_The exercise_: Extract every line of the records below word for word, leaving out the pictures.

[Location identification items]
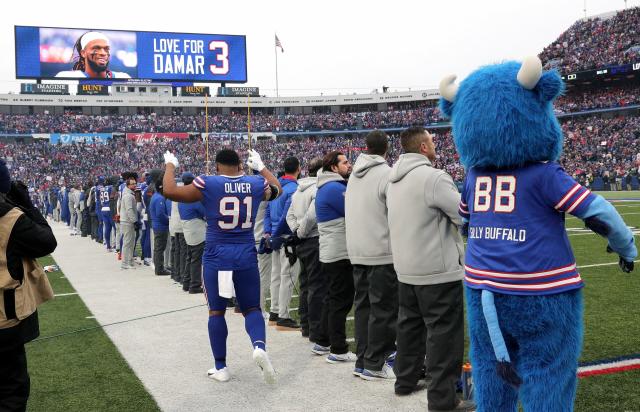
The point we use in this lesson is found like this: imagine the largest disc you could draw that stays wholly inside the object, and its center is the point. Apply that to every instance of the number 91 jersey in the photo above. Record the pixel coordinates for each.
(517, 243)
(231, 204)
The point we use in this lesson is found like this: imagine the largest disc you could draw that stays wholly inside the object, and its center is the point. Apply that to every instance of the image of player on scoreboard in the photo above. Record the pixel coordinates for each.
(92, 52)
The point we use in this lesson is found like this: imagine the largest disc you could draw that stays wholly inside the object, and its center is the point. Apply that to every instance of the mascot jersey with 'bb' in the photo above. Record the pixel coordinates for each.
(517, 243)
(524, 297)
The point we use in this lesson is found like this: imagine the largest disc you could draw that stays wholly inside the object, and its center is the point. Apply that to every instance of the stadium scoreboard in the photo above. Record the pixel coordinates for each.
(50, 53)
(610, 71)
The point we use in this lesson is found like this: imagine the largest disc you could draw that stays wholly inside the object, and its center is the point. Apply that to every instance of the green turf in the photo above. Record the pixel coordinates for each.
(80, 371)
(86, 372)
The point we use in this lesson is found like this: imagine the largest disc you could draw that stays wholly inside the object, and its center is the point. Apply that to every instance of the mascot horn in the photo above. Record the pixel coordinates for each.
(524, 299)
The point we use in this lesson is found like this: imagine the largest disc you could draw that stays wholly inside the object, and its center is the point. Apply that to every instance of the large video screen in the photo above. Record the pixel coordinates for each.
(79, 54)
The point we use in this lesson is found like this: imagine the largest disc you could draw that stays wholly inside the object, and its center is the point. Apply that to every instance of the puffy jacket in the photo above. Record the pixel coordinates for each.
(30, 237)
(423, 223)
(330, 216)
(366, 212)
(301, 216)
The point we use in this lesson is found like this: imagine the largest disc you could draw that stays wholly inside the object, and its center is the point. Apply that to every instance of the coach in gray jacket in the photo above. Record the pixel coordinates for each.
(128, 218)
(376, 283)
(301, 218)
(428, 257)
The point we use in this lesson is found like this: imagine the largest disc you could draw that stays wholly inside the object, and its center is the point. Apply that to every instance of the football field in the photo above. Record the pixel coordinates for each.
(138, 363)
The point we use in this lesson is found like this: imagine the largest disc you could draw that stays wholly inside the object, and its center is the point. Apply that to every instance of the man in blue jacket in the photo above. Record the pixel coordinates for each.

_Result of this exercise_:
The point we use in this lesson is found like this: imagine the largest disc you could draw that stays wholly inside the object, and its center is the point. Apply that to every instance of the number 91 jersey in the photo above. Record the pixel coordinates for each.
(517, 243)
(231, 204)
The point we use in this lesson is found like this: imagine the largest disc you could draw that stays wholly inside the object, and its center is the point. Apply that to every instance of the image of player on scoreboard in the photo above. Record the pixel coordinates for each.
(92, 52)
The point we use in this lesson is found like this: imagine the largest disc you could draw that stays wholly inside the object, and its center is the point. Apply that to every instance of the mascot jersey with 'bb' in the photo above. Record the pixel coordinates for each.
(517, 243)
(524, 297)
The point we use in this lesson is found like this: imagine the largest disc you could draw that stays wholly inside the object, and its center is the point. Apply that to every instance of the stadium scoreboard in the photo above. Record the pixel coordinates for each.
(50, 53)
(610, 71)
The point we use in this lesson is found like this: imagine the largest disc you could draw that stays wholly inside the object, and its center is the point. Apply that to every instance of the green turf in the photo above. Record the pixel coordinates for each.
(80, 371)
(86, 372)
The point we use in this lesson is found like this: imagine the largest disc you could draw that stays wholly inside the object, and its center is the point. Apply that to every instance of the mascot horn in the photo above. Record the pixel coordinates for each.
(524, 299)
The point we use in this lesson is found like this: imagine the largest disc you could draw that stays wholly inside the object, and its center is the point. Apply that to every instance of the large video screen in the photo above. Record the pixel coordinates for each.
(79, 54)
The point we use in this lesson is found like this: imagine the largest disc you could draw that stays wholly inside the object, and its center is the point. Apply that to every instance of the puffy jacket in the photo above. Record the pixel coordinates for each.
(30, 237)
(423, 223)
(330, 216)
(366, 212)
(301, 216)
The point we use in this lesson is found like this: imagine the largest disc you could draw that stays wholly inside the object, and its center is the point. Apply that to every instance of the coach in gray jacket in the photo above. Record the pixel coordinates for each.
(128, 218)
(376, 283)
(301, 218)
(428, 257)
The point we use in this lesson is found like this: imagine the largest disc you could draw that stays wholly inside the object, and its center is the point. Apply that to every instance of the football field in the photo above. Record the pixel coordinates for each.
(138, 363)
The point we use in this lesson is found like this: imagine the largest disc you could draw that stays wholly inside the object, and its center is the point. Apply that to every instance of the man in blue jacket in the photo above. Record the pixel coordinates for each.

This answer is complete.